- **WHAT THE TASK REQUIRES**
Transcribe the whole listing without a single picture.

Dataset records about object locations
━━━━━━━━━━━━━━━━
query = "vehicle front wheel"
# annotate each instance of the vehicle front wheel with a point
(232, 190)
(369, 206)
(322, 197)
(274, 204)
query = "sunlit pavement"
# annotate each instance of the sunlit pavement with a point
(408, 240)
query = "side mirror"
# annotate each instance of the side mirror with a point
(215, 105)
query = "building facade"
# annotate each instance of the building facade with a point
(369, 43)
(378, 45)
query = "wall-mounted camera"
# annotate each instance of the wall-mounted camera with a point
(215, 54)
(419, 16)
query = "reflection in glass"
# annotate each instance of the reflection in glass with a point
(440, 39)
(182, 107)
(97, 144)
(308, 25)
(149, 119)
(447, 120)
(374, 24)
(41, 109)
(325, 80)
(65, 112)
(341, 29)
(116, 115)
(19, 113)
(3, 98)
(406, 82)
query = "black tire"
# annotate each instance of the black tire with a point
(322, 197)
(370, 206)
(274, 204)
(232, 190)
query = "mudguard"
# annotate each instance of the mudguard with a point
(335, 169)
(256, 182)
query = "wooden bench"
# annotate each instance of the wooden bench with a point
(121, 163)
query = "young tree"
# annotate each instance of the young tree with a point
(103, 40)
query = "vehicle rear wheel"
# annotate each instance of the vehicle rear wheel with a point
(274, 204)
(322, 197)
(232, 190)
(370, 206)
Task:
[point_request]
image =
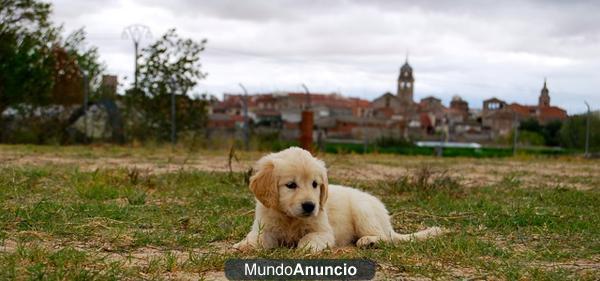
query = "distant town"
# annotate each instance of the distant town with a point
(395, 115)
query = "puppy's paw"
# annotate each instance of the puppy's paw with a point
(367, 241)
(312, 246)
━━━━━━━━━━━━━━━━
- **COMPLETE RESPONSE**
query = "vehicle front wheel"
# annotate each instance of the vehicle front wheel with a point
(232, 190)
(369, 206)
(322, 197)
(274, 204)
query = "sunlit pavement"
# annotate each instance of the sunlit pavement with a point
(408, 240)
query = "side mirror"
# annotate each instance of the side mirror with a point
(215, 105)
query = "building facade"
# annotate each instance of the building facade with a point
(369, 43)
(378, 45)
query = "wall-mounted camera"
# annotate each instance of the wall-mounted camera with a point
(215, 54)
(419, 16)
query = "reflection in glass"
# annotate each instance of the reflection in glass with a point
(440, 39)
(182, 107)
(97, 144)
(308, 25)
(149, 119)
(447, 120)
(374, 24)
(41, 109)
(325, 80)
(65, 112)
(341, 29)
(116, 115)
(19, 113)
(3, 98)
(406, 82)
query = "black tire"
# annotate each instance of the black tire with a point
(322, 197)
(370, 206)
(274, 204)
(232, 190)
query = "mudguard"
# annotate each instance of the mudguard with a point
(335, 169)
(256, 182)
query = "wooden bench"
# annotate each instance of the wooden bench with a point
(121, 163)
query = "young tree"
# annotate each instance of the young tree with a point
(103, 40)
query = "vehicle rear wheel"
# annotate each instance of the vehicle rear wheel with a point
(274, 204)
(322, 197)
(232, 190)
(370, 206)
Task:
[point_request]
image =
query = "distant town"
# annotate each instance of the distant town with a point
(395, 115)
query = "puppy's paw"
# annotate each instance of the puppy's paw with a point
(367, 241)
(312, 246)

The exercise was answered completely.